TO-DO LIST:
**A)** Return the stretch of the forum thread about Liam from "Curious minds are" through "force of someone.", copied word for word.
**B)** Say whether each statement agrees with the forum thread about Liam, answering yes or no and quoting the deciding words: (i) the first post states that its writer does not condone a DDoS; (ii) Patrick says Jon lowered the pay once the CC ownership was official; (iii) the payment described in the second post is $100.
**C)** Extend the forum thread about Liam with a further post that follows its last one.
++++ QUOTED PASSAGE
# Liam says...



## drmike (May 17, 2013)

Liam March 2012
Administrator



TBH: I really don't care him attacking webhostingtalk as it doesn't concern me. The natives are pretty hostile over their. I do care about him attacking this forum which is run by volunteers not a big selfish companny.

ps. I don't condone a DDoS and hope the little bugger gets what for.


----------



## drmike (May 17, 2013)

Big selfish company milked the poor chap of his time and sends him pittance of $100 for his efforts.

What difference a year makes.


----------



## Patrick (May 17, 2013)

buffalooed said:


> Big selfish company milked the poor chap of his time and sends him pittance of $100 for his efforts.
> 
> What difference a year makes.


That is what "Chief" paid him, when the CC ownership was official Jon raised his pay


----------



## drmike (May 17, 2013)

Patrick said:


> That is what "Chief" paid him, when the CC ownership was official Jon raised his pay


Curious minds are wondering when payscale from Chief was instituted and when CC official thing was.  Assumption that Chief goes back to March 2012.  Fairly certain that CC ownership was 2 days ago and only through force of someone.
++++++++
++++ GIVEN DATA
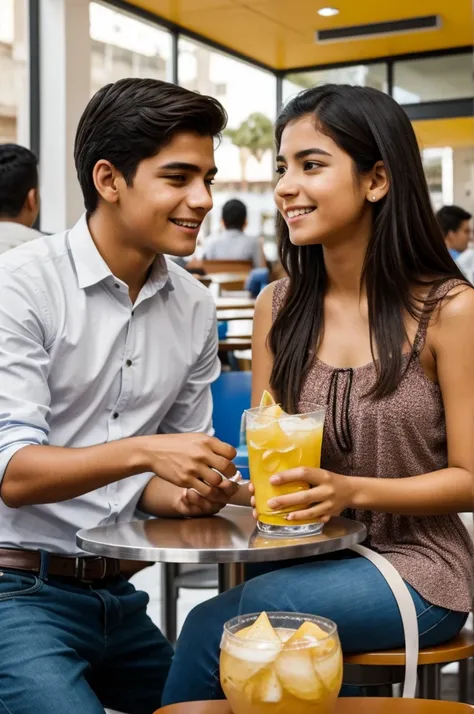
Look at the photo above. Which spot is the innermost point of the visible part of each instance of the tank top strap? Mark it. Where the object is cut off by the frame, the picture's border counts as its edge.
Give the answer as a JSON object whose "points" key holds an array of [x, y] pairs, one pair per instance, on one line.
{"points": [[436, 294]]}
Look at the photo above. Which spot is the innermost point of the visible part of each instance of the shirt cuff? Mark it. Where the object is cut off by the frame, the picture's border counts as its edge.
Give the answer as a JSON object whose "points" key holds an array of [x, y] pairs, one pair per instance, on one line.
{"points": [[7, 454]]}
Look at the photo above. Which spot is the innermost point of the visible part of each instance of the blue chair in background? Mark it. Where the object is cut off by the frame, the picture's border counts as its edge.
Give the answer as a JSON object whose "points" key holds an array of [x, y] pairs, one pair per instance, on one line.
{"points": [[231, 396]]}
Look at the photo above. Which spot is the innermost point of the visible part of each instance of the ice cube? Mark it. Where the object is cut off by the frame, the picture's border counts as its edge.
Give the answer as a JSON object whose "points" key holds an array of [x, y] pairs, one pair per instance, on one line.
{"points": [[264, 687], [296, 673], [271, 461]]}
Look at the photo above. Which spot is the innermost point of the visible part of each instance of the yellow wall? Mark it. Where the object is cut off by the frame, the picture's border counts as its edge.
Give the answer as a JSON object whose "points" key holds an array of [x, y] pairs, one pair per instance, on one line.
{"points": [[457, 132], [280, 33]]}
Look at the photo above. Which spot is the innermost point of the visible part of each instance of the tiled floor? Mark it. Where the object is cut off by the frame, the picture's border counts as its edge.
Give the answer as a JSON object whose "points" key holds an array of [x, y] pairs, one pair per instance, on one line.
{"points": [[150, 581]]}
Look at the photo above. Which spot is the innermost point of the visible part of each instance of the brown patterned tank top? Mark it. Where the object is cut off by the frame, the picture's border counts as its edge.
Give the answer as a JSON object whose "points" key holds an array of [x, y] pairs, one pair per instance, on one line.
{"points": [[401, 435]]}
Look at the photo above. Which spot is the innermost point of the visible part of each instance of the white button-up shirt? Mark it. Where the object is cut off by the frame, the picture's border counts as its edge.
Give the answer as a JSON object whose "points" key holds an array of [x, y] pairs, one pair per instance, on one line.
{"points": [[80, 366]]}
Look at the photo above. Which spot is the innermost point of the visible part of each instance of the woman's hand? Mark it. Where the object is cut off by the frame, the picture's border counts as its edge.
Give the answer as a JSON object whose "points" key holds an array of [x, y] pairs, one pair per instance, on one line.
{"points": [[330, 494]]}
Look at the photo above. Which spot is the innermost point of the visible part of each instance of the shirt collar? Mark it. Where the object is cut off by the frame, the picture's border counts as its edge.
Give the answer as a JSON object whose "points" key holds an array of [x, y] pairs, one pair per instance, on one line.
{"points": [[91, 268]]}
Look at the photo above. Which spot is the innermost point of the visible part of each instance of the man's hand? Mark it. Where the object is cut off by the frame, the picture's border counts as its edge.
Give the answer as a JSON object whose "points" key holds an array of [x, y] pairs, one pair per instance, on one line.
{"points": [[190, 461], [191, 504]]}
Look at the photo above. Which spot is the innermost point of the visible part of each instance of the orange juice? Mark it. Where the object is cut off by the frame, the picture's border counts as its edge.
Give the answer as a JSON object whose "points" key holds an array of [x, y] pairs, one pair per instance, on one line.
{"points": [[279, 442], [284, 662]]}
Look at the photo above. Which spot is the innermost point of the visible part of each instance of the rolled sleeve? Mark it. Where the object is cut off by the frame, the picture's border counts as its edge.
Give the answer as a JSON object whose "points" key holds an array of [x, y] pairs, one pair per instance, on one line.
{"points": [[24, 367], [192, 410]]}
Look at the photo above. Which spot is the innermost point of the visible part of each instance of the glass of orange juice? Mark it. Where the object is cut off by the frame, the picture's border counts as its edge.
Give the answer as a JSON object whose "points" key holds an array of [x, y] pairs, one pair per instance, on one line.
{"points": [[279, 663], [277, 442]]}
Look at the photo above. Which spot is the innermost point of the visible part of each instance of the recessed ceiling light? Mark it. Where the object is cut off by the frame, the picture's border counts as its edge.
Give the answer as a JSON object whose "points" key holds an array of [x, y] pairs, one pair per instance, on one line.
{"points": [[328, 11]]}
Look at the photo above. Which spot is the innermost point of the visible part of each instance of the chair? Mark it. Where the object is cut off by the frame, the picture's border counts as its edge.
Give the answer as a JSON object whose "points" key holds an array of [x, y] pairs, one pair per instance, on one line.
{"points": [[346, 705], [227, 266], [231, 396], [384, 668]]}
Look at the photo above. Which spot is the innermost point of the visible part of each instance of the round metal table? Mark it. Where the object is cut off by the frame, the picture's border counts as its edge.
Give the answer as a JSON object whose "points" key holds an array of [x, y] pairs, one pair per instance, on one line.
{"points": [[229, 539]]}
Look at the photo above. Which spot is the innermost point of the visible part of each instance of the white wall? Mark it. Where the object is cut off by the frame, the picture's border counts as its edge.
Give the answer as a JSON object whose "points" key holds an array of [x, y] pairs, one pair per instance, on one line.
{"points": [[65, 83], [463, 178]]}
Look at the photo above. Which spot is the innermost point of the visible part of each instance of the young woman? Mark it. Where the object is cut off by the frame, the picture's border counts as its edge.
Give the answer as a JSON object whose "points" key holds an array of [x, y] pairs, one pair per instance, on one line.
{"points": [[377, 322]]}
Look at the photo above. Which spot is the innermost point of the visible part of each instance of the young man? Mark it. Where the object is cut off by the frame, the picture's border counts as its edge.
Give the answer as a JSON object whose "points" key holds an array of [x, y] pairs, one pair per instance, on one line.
++++++++
++++ GIVEN DATA
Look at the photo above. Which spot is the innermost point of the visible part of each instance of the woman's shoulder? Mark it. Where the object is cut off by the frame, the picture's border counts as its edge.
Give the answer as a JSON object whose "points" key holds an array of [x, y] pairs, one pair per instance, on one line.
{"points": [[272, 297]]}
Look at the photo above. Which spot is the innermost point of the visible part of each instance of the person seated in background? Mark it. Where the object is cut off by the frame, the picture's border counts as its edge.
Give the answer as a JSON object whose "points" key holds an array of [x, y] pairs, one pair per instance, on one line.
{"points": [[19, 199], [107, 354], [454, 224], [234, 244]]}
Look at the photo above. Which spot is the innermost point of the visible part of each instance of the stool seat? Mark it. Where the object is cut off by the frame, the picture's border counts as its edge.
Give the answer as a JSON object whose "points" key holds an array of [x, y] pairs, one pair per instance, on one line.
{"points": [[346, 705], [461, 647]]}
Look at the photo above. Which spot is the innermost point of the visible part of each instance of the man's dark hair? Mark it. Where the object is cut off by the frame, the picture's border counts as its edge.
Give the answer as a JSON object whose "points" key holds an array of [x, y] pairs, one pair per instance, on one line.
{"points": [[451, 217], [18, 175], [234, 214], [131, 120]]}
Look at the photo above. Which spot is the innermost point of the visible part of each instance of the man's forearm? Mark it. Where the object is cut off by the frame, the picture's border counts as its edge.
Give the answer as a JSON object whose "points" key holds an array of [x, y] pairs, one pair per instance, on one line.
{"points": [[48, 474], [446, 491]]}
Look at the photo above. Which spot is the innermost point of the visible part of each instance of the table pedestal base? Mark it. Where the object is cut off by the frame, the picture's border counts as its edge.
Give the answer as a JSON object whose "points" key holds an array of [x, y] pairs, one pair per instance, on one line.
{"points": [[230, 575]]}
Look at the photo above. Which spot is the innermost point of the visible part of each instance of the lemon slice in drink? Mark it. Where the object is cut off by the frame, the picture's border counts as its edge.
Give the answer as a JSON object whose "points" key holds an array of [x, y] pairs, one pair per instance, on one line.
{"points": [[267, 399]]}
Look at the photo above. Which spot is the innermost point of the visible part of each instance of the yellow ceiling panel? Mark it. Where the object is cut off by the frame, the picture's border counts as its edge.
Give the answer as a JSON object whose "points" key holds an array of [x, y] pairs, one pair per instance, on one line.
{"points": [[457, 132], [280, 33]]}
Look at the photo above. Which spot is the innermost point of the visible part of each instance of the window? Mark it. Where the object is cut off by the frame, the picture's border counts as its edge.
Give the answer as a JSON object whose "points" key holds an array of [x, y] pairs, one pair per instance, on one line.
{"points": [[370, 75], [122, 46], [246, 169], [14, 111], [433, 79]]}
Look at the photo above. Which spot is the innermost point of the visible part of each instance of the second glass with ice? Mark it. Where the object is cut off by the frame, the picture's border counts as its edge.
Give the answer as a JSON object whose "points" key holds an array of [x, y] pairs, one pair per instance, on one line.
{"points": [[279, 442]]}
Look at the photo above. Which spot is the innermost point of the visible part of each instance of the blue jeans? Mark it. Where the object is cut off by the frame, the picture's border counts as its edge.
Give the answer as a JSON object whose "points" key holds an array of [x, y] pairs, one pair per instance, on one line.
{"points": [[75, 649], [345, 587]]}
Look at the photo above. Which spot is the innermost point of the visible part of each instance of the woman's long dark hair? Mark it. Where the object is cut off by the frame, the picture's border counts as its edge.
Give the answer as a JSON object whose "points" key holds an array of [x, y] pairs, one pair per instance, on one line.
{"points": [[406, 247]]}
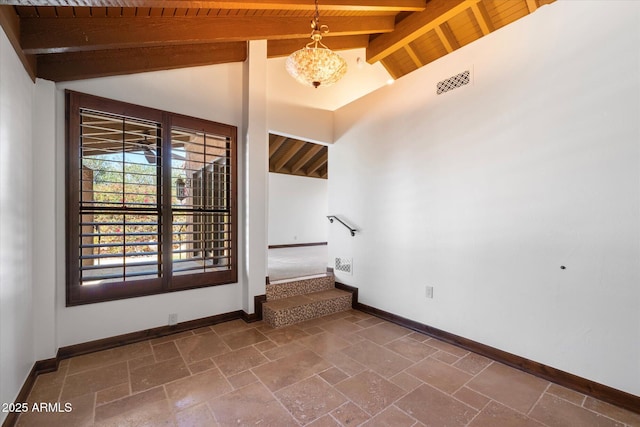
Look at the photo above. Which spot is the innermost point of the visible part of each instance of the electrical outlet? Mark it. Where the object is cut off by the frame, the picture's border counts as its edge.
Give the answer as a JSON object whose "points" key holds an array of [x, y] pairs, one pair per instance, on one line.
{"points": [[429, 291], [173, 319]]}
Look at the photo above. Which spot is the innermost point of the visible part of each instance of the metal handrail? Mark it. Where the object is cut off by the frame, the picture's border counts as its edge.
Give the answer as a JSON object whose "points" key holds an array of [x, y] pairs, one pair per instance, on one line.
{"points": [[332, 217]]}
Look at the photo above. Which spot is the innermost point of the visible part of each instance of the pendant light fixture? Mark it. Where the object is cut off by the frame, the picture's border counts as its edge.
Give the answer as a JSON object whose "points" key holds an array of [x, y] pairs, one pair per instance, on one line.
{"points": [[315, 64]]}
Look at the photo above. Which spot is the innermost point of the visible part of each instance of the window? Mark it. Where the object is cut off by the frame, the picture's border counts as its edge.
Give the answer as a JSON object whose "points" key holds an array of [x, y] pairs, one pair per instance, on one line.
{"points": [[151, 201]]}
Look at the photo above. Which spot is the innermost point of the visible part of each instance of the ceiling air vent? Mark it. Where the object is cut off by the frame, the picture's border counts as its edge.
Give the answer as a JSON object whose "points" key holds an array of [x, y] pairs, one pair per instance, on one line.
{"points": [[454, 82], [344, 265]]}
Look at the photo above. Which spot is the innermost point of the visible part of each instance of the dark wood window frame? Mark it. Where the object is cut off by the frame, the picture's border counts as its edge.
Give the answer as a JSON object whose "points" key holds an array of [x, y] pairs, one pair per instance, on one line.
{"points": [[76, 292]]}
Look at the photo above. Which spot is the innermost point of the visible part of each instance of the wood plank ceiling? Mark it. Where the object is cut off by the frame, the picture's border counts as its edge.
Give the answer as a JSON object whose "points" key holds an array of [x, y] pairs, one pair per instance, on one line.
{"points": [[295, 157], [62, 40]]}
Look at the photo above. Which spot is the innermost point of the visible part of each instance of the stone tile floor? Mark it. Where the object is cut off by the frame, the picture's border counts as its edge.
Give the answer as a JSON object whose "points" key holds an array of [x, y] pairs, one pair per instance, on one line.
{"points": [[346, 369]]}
++++++++
RESPONSE LIST:
**A)**
Curious minds are wondering when payscale from Chief was instituted and when CC official thing was.  Assumption that Chief goes back to March 2012.  Fairly certain that CC ownership was 2 days ago and only through force of someone.

**B)**
(i) Yes: "I don't condone a DDoS"
(ii) No: "when the CC ownership was official Jon raised his pay"
(iii) Yes: "sends him pittance of $100 for his efforts"

**C)**
I hadn't heard Liam say his pay was raised in the past 2 days.  But it may have happened.  Link please...


----------



## Patrick (May 17, 2013)

buffalooed said:


> Curious minds are wondering when payscale from Chief was instituted and when CC official thing was.  Assumption that Chief goes back to March 2012.  Fairly certain that CC ownership was 2 days ago and only through force of someone.
> 
> I hadn't heard Liam say his pay was raised in the past 2 days.  But it may have happened.  Link please...


He posted the official announcement thing on LET after the first time it was hacked and now it's gone of course


----------



## drmike (May 17, 2013)

Well that sucks @Patrick.

I'll scour for it when / if the site comes back online.  I need to dig the Liam threads out that were here.  I thought there was some of this, but not all of it.

*"run by volunteers not a big selfish companny"*

Those are the words I keep tripping on after what has gone done with Colocrossing.  Pretty stiff reality after all those months of Liam busting his tail and refereeing things for nearly nothing while CC pocketed the dough.  For Vial to claim the sites aren't financially anything much after their "costs"  is just unfathomable and so is  Liam going along with the freak show.


----------



## mikho (May 17, 2013)

Just to put out here regarding payments from Chief, I was offered an ssd disk as payment for posting on Leb and the "work" I did when I was a writer.


----------



## ElliotJ (May 17, 2013)

buffalooed said:


> Big selfish company milked the poor chap of his time and sends him pittance of $100 for his efforts.


$100, per week? Month? Overall?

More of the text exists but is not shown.